▶ EXERCISE BRIEF:
Render the listing below as a Markdown table with the columns Row and Line, one numbered row per line, starting at the line that contains "Point to the brown wing, one" and ending at the end of the listing. Leave out blank lines.

—————

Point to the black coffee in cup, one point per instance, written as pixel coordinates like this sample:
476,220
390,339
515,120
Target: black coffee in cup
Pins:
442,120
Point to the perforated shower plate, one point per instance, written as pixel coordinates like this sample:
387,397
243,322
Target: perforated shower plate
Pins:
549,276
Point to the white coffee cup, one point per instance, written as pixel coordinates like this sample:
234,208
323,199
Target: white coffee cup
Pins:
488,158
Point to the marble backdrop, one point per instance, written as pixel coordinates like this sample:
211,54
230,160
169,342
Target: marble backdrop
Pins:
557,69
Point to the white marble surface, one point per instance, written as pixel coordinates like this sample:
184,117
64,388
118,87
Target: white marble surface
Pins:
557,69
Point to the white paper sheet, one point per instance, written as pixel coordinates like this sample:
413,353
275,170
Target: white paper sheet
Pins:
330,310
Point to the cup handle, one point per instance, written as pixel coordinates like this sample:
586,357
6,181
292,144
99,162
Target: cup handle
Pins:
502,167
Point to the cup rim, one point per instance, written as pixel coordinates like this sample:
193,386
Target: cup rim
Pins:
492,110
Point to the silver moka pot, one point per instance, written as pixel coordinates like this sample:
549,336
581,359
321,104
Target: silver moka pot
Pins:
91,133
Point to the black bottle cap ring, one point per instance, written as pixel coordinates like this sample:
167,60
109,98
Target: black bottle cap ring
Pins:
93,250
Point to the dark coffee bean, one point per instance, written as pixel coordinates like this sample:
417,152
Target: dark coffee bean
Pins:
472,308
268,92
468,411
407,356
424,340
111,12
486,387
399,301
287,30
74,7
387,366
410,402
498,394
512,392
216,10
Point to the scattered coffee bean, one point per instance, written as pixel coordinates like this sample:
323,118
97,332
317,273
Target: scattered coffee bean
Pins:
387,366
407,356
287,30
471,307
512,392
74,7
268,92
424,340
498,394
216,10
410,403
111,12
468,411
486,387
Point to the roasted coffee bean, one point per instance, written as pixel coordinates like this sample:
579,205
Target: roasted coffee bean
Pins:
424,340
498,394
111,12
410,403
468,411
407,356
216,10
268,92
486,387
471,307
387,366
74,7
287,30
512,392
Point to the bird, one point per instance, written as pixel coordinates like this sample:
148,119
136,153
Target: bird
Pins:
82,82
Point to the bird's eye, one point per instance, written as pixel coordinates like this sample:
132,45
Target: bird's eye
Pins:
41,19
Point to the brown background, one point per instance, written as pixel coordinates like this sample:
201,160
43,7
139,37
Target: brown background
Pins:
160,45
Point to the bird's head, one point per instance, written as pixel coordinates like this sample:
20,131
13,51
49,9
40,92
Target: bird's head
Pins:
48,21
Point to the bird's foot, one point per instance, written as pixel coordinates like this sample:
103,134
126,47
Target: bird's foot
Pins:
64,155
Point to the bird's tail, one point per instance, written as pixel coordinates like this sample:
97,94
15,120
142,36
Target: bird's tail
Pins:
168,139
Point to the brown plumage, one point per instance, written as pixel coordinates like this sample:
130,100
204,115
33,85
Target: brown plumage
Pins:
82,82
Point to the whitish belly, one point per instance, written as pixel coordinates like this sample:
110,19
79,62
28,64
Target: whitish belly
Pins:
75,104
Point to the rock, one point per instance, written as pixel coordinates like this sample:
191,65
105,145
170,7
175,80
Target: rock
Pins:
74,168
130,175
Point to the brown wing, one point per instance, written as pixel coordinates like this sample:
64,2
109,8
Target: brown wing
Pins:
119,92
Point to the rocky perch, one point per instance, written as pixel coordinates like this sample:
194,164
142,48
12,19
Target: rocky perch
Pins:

—————

▶ RESULT FOR THIS EXERCISE:
| Row | Line |
|---|---|
| 1 | Point to the brown wing, one point per instance, written as pixel coordinates like this sample: |
| 2 | 64,2 |
| 3 | 109,8 |
| 4 | Target: brown wing |
| 5 | Pins: |
| 6 | 119,92 |
| 7 | Point to the rocky perch, one point per instance, written as pixel coordinates like this sample: |
| 8 | 194,164 |
| 9 | 142,48 |
| 10 | 12,19 |
| 11 | Target: rocky perch |
| 12 | Pins: |